● STATED PROBLEM: Continue the nvme-tcp recvmsg() patch thread below, starting right after its last line.

● SELECTED EXTRACT:

= = = =

[PATCHv2] nvme-tcp: Implement recvmsg() receive flow

Thu Nov 27 03:47:28 PST 2025

On 11/27/25 08:52, Hannes Reinecke wrote:
> On 11/26/25 08:32, Sagi Grimberg wrote:
>>
>>
>> On 20/10/2025 11:58, Hannes Reinecke wrote:
>>> The nvme-tcp code is using the ->read_sock() interface to
>>> read data from the wire. While this interface gives us access
>>> to the skbs themselves (and so might be able to reduce latency)
>>> it does not interpret the skbs.
>>> Additionally for TLS these skbs have to be re-constructed from
>>> the TLS stream data, rendering any advantage questionable.
>>> But the main drawback for TLS is that we do not get access to
>>> the TLS control messages, so if we receive any of those message
>>> the only choice we have is to tear down the connection and restart.
>>> This patch switches the receive side over to use recvmsg(), which
>>> provides us full access to the TLS control messages and is also
>>> more efficient when working with TLS as skbs do not need to be
>>> artificially constructed.
>>
>> Hannes,
>>
>> I generally agree with this approach. I'd like to point out though
>> that this is going to give up running RX from directly from softirq 
>> context.
> 
> Yes.
> 
>> I've gone back and forth on weather nvme-tcp should do that, but never
>> got to do a thorough comparison between the two. This probably shuts
>> the door on that option.
>>
> The thing with running from softirq context is that it would only
> make sense if we could _ensure_ that the softirq context is running
> on the cpu where the blk-mq hardware context is expecting it to.
> Not only would that require fiddling with RFS contexts, but we also
> found that NVMe-over-fabrics should _not_ try to align with hardware
> interrupts but rather rely on the driver to abstract things away.
> 
>> Having said that, I am fine with this approach. recvmsg is a saner 
>> interface.
>>
> Thanks!
> 
> 
> [ .. ]>> @@ -1023,40 +1030,32 @@ static int nvme_tcp_recv_ddgst(struct
>>> nvme_tcp_queue *queue,
>>>       return 0;
>>>   }
>>> -static int nvme_tcp_recv_skb(read_descriptor_t *desc, struct sk_buff 
>>> *skb,
>>> -                 unsigned int offset, size_t len)
>>> +static int nvme_tcp_recvmsg_ddgst(struct nvme_tcp_queue *queue)

= = = =

● ENTRIES:
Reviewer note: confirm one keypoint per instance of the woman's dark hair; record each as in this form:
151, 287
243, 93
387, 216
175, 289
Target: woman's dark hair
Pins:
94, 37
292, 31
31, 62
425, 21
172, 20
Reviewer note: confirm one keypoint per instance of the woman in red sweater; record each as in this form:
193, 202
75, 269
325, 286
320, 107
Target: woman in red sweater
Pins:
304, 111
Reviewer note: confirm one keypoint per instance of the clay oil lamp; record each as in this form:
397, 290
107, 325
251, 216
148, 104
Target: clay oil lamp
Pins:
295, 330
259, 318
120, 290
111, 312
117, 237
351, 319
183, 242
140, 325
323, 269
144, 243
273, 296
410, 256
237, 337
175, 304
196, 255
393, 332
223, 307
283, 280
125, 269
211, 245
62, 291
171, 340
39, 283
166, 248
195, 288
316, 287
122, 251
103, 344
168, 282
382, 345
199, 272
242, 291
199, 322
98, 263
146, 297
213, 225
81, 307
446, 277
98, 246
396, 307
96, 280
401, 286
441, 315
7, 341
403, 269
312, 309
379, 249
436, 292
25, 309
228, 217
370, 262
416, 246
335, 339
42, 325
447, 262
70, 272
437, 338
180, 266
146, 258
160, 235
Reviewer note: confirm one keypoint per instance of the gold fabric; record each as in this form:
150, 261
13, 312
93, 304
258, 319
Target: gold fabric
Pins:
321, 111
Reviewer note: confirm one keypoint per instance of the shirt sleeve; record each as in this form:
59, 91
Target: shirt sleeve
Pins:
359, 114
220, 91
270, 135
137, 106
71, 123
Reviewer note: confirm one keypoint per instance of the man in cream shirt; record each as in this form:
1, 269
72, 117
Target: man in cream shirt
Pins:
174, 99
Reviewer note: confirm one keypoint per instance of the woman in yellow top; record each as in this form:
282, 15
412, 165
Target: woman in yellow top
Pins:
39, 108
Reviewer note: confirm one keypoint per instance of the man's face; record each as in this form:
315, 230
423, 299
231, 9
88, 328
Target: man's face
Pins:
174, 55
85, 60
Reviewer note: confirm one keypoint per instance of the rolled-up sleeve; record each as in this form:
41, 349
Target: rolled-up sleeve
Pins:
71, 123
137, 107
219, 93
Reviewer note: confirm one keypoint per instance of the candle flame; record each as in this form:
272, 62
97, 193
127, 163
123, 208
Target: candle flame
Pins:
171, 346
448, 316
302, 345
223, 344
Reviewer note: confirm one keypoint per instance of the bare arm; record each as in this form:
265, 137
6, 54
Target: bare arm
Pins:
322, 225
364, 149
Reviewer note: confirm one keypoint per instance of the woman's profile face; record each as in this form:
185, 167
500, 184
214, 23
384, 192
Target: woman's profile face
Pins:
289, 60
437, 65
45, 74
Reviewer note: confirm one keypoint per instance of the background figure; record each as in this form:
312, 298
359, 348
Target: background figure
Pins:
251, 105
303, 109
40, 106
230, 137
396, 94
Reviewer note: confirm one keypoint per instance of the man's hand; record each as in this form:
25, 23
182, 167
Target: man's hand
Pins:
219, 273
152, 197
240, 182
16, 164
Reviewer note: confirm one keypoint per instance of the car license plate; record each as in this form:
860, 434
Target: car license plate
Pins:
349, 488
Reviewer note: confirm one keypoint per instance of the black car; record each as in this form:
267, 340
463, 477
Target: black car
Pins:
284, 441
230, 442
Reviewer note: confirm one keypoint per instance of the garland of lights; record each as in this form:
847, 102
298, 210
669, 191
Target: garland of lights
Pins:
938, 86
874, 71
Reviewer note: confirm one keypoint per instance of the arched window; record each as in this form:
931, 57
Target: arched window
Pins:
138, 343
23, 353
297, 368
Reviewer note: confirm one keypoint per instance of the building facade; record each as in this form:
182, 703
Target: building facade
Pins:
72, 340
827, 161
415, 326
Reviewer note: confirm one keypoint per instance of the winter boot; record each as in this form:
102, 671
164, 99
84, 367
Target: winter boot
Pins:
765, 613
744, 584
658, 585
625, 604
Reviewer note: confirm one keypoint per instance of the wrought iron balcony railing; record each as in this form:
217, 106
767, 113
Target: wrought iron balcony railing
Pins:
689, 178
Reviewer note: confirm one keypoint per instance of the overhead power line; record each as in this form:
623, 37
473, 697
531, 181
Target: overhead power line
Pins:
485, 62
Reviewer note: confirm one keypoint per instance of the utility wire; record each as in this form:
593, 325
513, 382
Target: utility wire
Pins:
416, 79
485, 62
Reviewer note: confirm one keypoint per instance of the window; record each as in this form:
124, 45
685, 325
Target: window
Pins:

= = = =

● TASK RESULT:
>>>   {
>>> -    struct nvme_tcp_queue *queue = desc->arg.data;
>>> -    size_t consumed = len;
>>> -    int result;
>>> +    char *ddgst = (char *)&queue->recv_ddgst;
>>> +    off_t off = NVME_TCP_DIGEST_LENGTH - queue->ddgst_remaining;
>>> +    struct msghdr msg = {
>>> +        .msg_flags = MSG_WAITALL,
>>> +    };
>>
>> I don't think we want to use MSG_WAITALL ever. Why are you opting to 
>> do that?
>>
> Hmm. You are right, it's not needed.
> 
> [ .. ]>> @@ -1356,20 +1355,38 @@ static int nvme_tcp_try_send(struct
>>> nvme_tcp_queue *queue)
>>>       return ret;
>>>   }
>>> -static int nvme_tcp_try_recv(struct nvme_tcp_queue *queue)
>>> +static int nvme_tcp_try_recvmsg(struct nvme_tcp_queue *queue)
>>>   {
>>> -    struct socket *sock = queue->sock;
>>> -    struct sock *sk = sock->sk;
>>> -    read_descriptor_t rd_desc;
>>> -    int consumed;
>>> +    int result;
>>> +    int nr_cqe = queue->nr_cqe;
>>> +
>>> +    if (unlikely(!queue->rd_enabled))
>>> +        return -EFAULT;
>>> +
>>> +    do {
>>> +        switch (nvme_tcp_recv_state(queue)) {
>>> +        case NVME_TCP_RECV_PDU:
>>> +            result = nvme_tcp_recvmsg_pdu(queue);
>>> +            break;
>>> +        case NVME_TCP_RECV_DATA:
>>> +            result = nvme_tcp_recvmsg_data(queue);
>>> +            break;
>>> +        case NVME_TCP_RECV_DDGST:
>>> +            result = nvme_tcp_recvmsg_ddgst(queue);
>>> +            break;
>>> +        default:
>>> +            result = -EFAULT;
>>> +        }
>>> +    } while (result >= 0);
>>> +
>>> +    if (result < 0 && result != -EAGAIN) {
>>> +        dev_err(queue->ctrl->ctrl.device,
>>> +            "receive failed:  %d\n", result);
>>> +        queue->rd_enabled = false;
>>> +        nvme_tcp_error_recovery(&queue->ctrl->ctrl);
>>> +    }
>>> -    rd_desc.arg.data = queue;
>>> -    rd_desc.count = 1;
>>> -    lock_sock(sk);
>>> -    queue->nr_cqe = 0;
>>> -    consumed = sock->ops->read_sock(sk, &rd_desc, nvme_tcp_recv_skb);
>>> -    release_sock(sk);
>>> -    return consumed == -EAGAIN ? 0 : consumed;
>>> +    return result < 0 ? result : (queue->nr_cqe = nr_cqe);
>>
>> This is changing the semantics of the retcode - can you please 
>> document in the commit msg
>> the change?
>>
> That was done to be compatible with the polling interface.
> I'll check if it's needed after all.
> 
Actually, I don't think I'm changing the interface.
The original interface would return either a negative number on error,
'0' if no PDUs have been processed, or the number of processed PDUs.
And the new recvmsg interface does the same (I think).
The only change which I did was to _not_ map out -EAGAIN, as this will
be handled by the 'data_ready' callback.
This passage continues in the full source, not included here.